- Records from a data source -
::::

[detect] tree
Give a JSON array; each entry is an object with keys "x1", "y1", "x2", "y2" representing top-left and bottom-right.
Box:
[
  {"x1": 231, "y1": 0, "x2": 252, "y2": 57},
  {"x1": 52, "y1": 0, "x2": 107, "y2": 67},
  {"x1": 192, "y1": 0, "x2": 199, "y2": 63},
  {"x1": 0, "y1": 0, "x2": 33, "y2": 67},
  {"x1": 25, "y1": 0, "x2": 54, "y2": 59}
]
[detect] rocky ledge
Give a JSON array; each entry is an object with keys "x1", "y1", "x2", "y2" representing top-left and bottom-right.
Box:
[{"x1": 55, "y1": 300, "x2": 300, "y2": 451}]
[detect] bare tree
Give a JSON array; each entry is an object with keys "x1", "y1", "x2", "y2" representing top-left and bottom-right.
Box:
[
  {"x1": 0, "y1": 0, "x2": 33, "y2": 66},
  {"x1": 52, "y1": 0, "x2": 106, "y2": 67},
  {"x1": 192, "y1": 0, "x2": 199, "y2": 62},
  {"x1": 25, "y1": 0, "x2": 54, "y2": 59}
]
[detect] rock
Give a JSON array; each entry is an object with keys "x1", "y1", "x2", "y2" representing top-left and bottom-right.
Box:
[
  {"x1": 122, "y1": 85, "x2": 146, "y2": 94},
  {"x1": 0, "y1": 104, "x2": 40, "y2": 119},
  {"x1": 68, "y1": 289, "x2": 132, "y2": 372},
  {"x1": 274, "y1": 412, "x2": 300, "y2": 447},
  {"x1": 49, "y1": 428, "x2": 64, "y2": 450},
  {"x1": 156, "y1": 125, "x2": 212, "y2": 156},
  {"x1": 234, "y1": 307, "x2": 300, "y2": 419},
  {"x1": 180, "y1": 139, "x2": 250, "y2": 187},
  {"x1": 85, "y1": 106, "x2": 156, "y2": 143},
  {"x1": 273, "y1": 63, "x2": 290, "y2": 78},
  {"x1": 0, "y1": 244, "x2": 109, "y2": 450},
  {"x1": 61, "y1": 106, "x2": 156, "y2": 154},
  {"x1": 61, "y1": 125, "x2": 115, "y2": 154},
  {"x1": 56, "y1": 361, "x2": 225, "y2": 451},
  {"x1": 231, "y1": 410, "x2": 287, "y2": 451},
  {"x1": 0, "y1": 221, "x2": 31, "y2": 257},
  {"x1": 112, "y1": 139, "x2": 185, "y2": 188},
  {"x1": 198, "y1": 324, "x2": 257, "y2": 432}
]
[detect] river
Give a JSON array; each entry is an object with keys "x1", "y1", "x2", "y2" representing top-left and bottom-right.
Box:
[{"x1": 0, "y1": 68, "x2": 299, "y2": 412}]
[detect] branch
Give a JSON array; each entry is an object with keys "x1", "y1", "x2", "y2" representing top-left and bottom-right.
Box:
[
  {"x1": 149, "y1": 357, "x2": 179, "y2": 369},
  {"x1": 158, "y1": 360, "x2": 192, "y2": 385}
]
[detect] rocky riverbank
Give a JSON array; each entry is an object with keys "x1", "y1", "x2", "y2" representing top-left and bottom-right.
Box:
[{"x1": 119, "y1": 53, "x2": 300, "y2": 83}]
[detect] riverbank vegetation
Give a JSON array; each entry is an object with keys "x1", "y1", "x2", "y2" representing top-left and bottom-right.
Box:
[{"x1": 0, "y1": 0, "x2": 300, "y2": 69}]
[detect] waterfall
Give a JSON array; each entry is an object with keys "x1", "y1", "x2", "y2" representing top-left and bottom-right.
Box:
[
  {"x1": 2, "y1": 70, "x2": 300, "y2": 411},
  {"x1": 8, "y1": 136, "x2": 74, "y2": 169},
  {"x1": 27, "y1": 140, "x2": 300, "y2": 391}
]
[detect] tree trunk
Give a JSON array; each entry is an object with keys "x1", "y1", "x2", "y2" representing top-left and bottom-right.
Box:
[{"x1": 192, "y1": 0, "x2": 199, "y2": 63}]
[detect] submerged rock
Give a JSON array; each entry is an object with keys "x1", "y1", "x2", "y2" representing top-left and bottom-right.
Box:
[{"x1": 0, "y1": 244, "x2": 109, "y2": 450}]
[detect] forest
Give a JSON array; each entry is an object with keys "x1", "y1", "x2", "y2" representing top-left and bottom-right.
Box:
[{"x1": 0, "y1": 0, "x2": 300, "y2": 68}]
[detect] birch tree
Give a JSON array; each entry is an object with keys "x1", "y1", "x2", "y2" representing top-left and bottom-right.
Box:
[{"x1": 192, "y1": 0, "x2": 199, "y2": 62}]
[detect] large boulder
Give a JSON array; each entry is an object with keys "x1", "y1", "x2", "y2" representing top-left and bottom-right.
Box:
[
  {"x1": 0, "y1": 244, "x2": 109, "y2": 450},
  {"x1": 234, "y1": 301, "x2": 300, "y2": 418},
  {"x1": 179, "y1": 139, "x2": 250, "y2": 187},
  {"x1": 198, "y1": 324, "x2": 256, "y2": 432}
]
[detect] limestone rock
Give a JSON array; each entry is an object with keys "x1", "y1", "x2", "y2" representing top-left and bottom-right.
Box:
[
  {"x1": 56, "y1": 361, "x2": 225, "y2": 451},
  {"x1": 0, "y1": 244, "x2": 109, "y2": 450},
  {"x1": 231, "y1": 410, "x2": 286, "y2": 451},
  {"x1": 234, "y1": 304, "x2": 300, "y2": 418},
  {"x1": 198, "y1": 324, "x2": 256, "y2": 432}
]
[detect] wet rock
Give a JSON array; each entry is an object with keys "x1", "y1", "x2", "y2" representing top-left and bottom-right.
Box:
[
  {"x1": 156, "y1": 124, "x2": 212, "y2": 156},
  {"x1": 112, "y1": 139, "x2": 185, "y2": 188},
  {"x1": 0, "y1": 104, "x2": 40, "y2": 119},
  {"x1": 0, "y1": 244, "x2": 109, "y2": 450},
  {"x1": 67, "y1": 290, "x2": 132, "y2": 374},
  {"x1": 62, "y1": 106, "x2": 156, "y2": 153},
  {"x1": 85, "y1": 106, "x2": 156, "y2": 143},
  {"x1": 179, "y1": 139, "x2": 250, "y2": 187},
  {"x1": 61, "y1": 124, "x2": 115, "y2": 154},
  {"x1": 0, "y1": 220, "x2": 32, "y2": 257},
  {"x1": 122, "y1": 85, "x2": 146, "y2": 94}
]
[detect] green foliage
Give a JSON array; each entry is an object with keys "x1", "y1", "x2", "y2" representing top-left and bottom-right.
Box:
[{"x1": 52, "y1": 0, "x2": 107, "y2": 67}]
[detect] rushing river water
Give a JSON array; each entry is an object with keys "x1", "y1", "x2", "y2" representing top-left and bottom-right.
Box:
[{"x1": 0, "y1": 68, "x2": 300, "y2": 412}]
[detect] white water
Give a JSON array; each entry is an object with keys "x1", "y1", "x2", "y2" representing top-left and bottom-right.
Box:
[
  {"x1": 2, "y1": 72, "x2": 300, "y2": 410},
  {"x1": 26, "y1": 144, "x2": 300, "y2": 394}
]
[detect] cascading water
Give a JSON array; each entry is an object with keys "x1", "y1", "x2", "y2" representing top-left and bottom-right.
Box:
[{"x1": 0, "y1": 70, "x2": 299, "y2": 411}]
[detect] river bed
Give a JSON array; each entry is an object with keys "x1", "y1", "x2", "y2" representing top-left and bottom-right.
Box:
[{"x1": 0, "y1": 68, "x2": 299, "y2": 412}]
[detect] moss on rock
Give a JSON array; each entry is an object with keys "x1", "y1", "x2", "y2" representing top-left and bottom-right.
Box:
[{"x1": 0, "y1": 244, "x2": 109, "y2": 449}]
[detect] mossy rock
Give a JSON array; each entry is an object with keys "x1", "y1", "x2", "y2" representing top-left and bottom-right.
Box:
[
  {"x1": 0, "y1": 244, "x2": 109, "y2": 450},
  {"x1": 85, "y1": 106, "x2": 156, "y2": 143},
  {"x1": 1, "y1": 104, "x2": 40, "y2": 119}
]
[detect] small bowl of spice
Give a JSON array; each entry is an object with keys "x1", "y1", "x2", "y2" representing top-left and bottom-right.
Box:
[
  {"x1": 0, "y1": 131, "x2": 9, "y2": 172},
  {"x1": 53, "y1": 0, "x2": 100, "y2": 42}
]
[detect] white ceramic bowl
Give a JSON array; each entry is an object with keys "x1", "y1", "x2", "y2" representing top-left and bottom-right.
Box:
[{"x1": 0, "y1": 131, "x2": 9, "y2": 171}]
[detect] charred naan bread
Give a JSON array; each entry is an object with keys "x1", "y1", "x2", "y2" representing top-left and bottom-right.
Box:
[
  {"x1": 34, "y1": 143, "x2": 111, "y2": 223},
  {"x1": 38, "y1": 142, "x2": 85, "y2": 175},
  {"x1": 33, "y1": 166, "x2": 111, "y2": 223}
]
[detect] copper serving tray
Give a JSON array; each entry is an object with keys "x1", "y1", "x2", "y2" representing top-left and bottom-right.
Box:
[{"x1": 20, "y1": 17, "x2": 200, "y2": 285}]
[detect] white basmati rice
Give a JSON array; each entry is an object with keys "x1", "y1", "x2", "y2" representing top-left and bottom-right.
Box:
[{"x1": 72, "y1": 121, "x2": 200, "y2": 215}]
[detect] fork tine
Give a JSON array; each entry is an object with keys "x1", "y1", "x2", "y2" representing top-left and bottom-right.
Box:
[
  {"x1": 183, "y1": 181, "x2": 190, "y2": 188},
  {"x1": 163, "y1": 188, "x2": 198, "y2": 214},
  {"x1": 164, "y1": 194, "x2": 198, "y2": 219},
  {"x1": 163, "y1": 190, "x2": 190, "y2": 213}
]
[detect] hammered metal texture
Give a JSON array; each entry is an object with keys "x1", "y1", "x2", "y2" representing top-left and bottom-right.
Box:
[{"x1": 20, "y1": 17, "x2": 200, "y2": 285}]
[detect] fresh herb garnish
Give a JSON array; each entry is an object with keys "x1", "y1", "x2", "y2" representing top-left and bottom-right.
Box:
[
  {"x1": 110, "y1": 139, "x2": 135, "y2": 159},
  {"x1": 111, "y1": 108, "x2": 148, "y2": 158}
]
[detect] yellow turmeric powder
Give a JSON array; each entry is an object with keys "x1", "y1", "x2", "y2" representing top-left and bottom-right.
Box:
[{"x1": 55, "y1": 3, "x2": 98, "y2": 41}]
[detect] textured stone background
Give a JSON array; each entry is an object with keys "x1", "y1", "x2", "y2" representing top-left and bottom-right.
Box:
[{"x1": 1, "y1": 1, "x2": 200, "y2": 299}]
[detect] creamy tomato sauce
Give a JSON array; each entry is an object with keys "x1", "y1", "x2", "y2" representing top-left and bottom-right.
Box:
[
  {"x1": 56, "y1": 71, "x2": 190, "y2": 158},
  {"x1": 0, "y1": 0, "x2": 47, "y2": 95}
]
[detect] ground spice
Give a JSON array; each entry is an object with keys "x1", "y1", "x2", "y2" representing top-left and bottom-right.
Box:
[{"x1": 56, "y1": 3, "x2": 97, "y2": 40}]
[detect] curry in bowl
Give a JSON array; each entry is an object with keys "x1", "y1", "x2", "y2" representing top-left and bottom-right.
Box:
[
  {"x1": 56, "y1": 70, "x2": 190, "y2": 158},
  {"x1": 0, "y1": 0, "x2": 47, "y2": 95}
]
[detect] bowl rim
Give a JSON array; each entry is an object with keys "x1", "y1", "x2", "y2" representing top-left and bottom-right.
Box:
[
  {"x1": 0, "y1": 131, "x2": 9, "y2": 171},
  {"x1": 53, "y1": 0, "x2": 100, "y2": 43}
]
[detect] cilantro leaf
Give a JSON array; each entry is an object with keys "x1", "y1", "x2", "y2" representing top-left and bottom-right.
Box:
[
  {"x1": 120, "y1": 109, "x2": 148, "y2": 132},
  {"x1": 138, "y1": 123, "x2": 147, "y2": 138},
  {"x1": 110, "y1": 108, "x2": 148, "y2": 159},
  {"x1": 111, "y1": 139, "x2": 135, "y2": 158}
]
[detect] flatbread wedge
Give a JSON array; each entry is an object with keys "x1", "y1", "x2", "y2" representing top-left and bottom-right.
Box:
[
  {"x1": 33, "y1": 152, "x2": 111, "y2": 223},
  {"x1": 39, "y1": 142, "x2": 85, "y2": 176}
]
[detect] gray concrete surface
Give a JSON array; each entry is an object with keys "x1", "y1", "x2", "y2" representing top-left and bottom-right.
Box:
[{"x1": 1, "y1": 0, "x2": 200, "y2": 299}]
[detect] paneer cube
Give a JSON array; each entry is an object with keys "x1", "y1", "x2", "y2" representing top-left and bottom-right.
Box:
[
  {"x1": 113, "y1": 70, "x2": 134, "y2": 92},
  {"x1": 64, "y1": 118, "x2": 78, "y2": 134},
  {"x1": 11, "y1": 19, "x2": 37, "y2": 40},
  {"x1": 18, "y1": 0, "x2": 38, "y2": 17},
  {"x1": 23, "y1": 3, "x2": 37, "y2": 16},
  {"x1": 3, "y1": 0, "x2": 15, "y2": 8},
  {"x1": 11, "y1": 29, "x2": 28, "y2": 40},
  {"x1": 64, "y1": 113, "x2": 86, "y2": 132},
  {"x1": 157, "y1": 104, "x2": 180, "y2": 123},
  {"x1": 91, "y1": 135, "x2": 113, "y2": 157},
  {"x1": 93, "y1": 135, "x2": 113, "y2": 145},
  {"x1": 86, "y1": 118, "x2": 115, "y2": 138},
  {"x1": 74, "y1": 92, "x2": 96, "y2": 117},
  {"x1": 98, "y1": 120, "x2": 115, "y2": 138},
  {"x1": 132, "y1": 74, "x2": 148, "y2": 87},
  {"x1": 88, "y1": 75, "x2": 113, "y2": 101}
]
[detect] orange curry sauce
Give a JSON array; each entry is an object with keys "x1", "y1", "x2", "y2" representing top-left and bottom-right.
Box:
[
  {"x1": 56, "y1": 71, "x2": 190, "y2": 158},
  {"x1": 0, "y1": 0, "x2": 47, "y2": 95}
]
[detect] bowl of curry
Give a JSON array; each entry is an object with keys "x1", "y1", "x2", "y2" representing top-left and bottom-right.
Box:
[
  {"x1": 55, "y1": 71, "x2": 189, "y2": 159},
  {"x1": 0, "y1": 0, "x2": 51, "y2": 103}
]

::::

- GOAL OF THE EXERCISE -
Each line carrying the string "bowl" should be copied out from the entries.

- YOUR RESPONSE -
[detect] small bowl of spice
[detect] white ceramic bowl
[detect] curry in bowl
[detect] bowl rim
[detect] bowl of curry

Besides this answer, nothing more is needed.